Saved entries
+ + + +

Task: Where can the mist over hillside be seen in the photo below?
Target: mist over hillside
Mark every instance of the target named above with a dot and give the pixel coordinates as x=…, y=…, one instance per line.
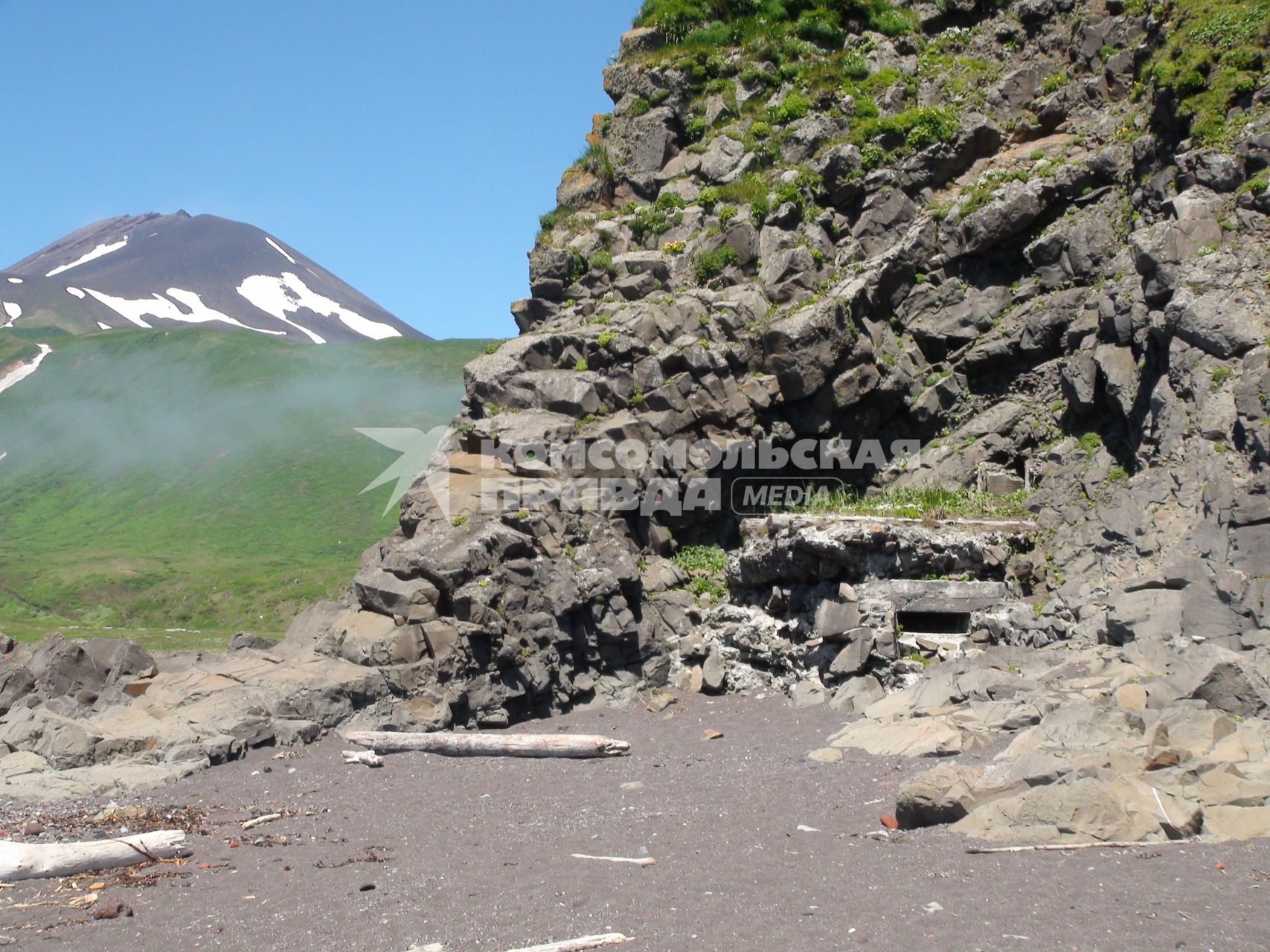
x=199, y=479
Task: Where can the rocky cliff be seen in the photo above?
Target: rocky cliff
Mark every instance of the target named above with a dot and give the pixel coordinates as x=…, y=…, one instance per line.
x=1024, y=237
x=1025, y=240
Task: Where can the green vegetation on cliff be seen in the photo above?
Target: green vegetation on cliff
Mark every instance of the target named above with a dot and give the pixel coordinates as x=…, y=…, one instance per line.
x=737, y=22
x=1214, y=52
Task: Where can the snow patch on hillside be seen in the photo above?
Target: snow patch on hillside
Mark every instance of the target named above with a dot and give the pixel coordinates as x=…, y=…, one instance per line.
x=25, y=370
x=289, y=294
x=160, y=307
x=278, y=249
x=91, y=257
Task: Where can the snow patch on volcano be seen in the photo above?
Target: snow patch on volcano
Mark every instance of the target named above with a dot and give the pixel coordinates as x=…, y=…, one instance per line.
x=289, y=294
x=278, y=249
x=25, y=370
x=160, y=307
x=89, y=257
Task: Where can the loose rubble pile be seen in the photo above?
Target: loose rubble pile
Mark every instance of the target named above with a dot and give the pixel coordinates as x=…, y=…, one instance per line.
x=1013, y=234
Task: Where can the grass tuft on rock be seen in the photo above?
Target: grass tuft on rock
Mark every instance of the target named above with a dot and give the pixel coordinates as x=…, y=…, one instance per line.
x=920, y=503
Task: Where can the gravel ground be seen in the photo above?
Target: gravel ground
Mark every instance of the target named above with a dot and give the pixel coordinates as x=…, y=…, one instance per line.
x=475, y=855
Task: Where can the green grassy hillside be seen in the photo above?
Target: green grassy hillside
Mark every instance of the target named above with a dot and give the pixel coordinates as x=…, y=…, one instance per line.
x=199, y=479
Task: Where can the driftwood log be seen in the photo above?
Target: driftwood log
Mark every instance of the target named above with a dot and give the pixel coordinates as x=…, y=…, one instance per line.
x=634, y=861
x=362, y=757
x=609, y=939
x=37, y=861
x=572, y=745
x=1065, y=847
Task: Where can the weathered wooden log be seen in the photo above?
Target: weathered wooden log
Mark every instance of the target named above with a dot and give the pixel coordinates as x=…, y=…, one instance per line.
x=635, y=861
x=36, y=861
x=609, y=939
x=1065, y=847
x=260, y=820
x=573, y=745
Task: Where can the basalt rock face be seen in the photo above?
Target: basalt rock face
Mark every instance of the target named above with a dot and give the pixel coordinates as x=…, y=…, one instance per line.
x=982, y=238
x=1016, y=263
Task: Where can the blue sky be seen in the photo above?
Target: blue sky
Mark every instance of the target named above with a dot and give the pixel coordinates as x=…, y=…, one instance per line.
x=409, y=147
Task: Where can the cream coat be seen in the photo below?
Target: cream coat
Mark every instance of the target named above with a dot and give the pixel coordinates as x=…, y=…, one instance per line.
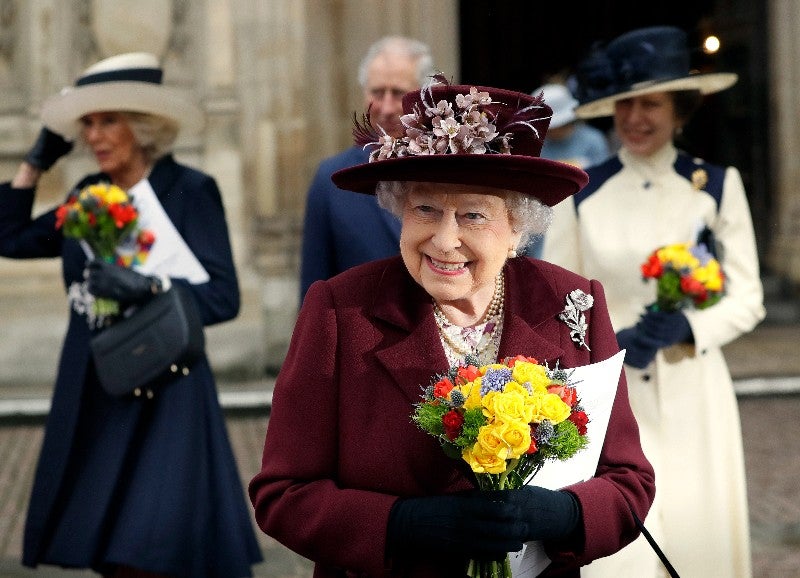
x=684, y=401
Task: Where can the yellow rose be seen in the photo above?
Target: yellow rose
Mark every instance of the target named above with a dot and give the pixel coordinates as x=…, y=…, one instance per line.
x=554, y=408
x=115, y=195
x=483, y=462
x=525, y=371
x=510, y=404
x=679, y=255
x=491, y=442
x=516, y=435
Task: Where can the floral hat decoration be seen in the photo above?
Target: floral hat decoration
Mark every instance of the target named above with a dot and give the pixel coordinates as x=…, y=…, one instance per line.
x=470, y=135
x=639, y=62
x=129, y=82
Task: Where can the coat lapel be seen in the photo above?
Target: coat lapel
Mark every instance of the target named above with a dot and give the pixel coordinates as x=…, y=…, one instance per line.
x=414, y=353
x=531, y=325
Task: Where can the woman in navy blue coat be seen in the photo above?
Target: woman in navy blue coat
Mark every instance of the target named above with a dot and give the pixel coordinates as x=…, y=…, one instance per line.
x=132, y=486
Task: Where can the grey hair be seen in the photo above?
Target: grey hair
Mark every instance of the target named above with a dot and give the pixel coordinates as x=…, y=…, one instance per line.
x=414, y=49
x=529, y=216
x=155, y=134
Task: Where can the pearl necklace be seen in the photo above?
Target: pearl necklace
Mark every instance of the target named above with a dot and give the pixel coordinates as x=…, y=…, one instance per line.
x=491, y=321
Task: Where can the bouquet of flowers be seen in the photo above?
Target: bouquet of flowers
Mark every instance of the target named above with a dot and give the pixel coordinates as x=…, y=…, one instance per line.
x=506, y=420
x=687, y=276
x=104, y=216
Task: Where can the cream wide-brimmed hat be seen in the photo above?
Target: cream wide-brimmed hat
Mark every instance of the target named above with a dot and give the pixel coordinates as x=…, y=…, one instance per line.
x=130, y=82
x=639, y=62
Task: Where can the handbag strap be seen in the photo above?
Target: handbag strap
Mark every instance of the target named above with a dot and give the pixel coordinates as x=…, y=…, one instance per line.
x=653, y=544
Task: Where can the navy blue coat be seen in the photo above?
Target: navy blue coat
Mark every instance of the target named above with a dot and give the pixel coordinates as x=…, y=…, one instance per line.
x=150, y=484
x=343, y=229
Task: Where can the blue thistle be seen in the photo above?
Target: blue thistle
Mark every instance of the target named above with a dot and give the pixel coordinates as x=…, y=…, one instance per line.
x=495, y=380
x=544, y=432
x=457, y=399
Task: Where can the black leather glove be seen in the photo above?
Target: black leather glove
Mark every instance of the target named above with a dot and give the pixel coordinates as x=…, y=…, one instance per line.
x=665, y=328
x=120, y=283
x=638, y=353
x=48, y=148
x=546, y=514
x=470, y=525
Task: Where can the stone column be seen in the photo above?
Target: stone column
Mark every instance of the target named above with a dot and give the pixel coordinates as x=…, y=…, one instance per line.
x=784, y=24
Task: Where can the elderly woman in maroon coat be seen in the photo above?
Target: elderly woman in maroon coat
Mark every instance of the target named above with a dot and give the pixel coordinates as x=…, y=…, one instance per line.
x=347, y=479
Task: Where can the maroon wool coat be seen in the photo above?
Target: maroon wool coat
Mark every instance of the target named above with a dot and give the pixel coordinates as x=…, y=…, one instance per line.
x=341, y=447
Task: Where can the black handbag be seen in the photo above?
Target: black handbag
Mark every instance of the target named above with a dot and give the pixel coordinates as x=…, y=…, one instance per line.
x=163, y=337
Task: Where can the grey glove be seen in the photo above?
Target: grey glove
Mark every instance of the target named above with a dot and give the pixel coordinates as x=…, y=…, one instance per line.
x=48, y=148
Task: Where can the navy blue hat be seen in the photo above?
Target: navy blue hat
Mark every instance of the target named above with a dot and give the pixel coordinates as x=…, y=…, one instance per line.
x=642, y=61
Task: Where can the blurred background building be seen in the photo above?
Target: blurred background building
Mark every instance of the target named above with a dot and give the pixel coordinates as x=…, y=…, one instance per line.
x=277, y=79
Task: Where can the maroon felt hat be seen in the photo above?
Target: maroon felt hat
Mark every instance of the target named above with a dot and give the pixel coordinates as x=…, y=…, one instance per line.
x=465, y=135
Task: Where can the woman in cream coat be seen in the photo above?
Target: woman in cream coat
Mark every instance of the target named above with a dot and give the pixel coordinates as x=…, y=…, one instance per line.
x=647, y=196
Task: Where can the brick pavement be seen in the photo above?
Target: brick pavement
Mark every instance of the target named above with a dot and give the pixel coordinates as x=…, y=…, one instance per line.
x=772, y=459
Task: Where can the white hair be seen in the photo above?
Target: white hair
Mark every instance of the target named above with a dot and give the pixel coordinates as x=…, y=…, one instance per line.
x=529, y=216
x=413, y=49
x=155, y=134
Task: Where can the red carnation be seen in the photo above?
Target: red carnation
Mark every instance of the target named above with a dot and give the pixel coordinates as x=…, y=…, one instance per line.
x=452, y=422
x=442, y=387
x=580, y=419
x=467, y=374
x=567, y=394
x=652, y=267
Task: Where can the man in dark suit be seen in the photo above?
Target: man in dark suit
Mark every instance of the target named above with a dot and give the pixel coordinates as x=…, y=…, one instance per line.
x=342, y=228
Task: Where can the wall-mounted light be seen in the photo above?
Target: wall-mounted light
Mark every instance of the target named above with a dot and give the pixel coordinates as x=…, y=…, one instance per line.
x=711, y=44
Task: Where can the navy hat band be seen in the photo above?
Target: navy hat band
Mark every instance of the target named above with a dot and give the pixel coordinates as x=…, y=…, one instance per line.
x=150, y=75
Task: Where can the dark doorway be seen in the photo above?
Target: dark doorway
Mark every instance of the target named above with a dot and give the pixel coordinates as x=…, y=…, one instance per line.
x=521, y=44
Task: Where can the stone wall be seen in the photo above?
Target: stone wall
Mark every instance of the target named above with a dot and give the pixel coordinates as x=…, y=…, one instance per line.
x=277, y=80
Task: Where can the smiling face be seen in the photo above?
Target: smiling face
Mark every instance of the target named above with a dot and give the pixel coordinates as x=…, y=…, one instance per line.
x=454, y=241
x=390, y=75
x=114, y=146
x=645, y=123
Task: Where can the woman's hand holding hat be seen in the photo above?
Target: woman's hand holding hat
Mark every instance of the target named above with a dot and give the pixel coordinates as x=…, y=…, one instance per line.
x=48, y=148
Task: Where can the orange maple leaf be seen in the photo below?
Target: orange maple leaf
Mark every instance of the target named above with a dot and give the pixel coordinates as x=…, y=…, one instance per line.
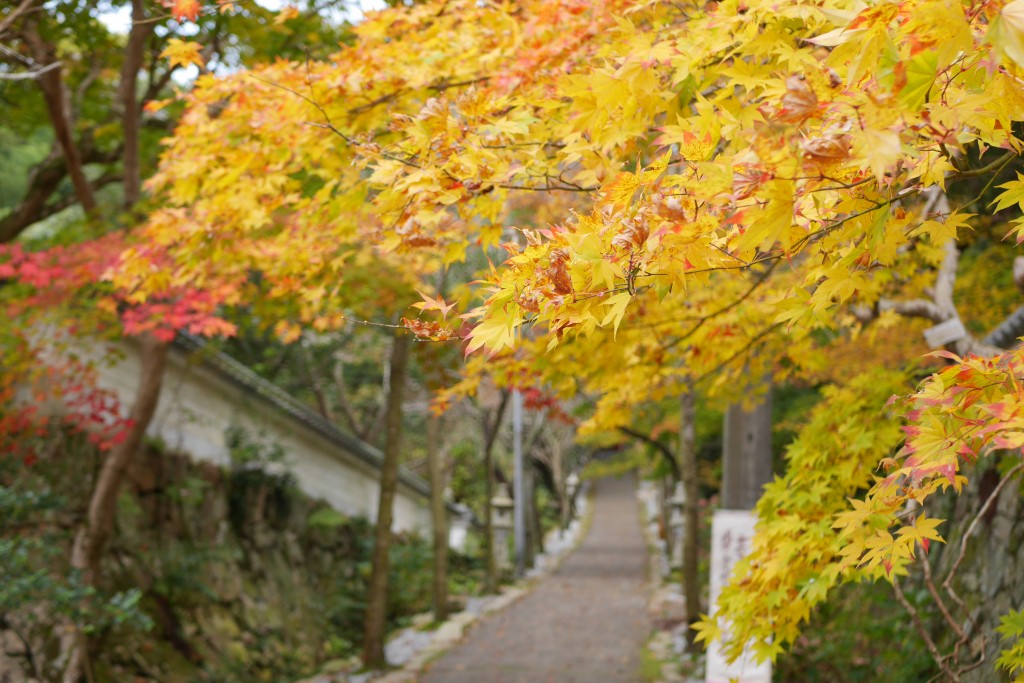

+ + + +

> Your task:
Every line above in the stretch from the one with "Task: Where can the grass" through the one with "Target: yellow rose" is to be transcribed exactly, ends included. No picture is copied.

> Task answer:
Task: Where can the grass tuft on rock be seen in the photo above?
Target: grass tuft on rock
Mark every instance of the target named above with a dot and give the pixel coordinates as x=…, y=…, one instance per line.
x=920, y=503
Task: Where can the gravel ground be seen in the photo above?
Target: gravel ground
Mark every instance of the target named above with a dot and give the pixel coordinates as x=…, y=…, one instance per line.
x=475, y=855
Task: Where can the green grassy hillside be seen in the photo above?
Target: green grassy hillside
Mark every instance of the target named above with a dot and give the pixel coordinates as x=…, y=…, one instance per line.
x=199, y=479
Task: Where can the driftwood log be seen in the photo above?
Target: driftwood log
Mark every instance of the target named above with a dot and give the pixel coordinates as x=…, y=…, one instance per line.
x=634, y=861
x=362, y=757
x=609, y=939
x=37, y=861
x=572, y=745
x=1065, y=847
Task: Where can the weathered wooden log be seen in the photo above?
Target: weathered wooden log
Mark every instance of the target named above with a dot and give the pixel coordinates as x=…, y=…, one instance per line.
x=635, y=861
x=36, y=861
x=609, y=939
x=1065, y=847
x=260, y=820
x=573, y=745
Task: Where can the basalt rock face be seen in the photo above?
Target: basalt rock face
Mark every instance of the target named above with a dot and give the pixel coordinates as x=…, y=…, one instance per line.
x=982, y=238
x=1016, y=263
Task: Where can the blue sky be seen in the photo above?
Target: blue sky
Mark every instance of the target named above with a dot and give the pixel coordinates as x=…, y=…, one instance per line.
x=409, y=147
Task: Where can the cream coat be seen in the photo below?
Target: cream coat
Mark every instance of the target named above with a dot and give the pixel coordinates as x=…, y=…, one instance per line.
x=684, y=401
Task: Where can the yellow rose be seen in the photo above?
Target: yellow rose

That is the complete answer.